Records from a data collection:
============

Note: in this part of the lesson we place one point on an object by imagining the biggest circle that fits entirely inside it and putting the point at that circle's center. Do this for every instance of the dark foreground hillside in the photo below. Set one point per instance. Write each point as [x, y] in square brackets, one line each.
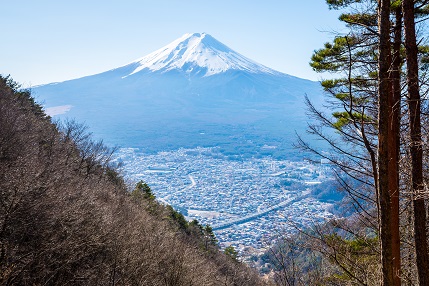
[67, 218]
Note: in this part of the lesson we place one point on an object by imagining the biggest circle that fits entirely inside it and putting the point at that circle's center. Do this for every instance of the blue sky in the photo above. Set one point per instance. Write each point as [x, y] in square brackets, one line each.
[46, 41]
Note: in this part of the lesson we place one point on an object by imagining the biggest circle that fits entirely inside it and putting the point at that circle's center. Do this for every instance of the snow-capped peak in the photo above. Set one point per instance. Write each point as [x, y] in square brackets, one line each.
[198, 53]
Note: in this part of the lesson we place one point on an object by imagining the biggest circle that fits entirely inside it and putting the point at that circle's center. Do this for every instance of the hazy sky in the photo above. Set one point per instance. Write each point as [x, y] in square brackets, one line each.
[45, 41]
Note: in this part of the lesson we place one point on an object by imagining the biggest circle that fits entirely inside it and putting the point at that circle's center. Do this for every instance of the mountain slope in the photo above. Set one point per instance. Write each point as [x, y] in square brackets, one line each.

============

**What you are asked to do**
Transcribe the full listing character for character. Pictures are excluded.

**Correct response**
Note: in this part of the lesson we place one point on an object by imagining the biggest circle that fits entirely inside it and putting the point at that circle's center. Do this for every instance of the dark foreground hillside in the photo below. Set one point per instance. Write each point as [x, y] in square brackets, one line each.
[67, 218]
Note: in this part of the lesson we place one point on an object by imagining the biggest circle that fits entirely inside it and putting the point at that circle's center. Do this for every instance of the blue sky in the photo above. Set one point per instance. Write each point as [x, y] in square brackets, one line each.
[46, 41]
Note: in this part of the lesson we place one point on an object by imagining the biggest circle that fits entirely inside it and putting the point at that circle's center. Do this for every instance of the snow-capped peak in the photo above. Set one point per instance. Write each point as [x, y] in square brackets, one line each.
[198, 53]
Note: in this part of the lesson we place one point on an object by imagining the biggest circle that fits entirely inside it and putting the point at that circle's center. Do this for every instance of the hazy sky in the photo above. Set one point per instance. Write each point as [x, y] in square brackets, one line each.
[45, 41]
Note: in this part of the lesson we place one point on an object by imagining the biggest circle that fits entirely inside it and putting the point at that circle's center. Do this for every instance of the mountain slope in the photo above. Set one point per instance. Write each point as [x, y] in square brackets, one line each.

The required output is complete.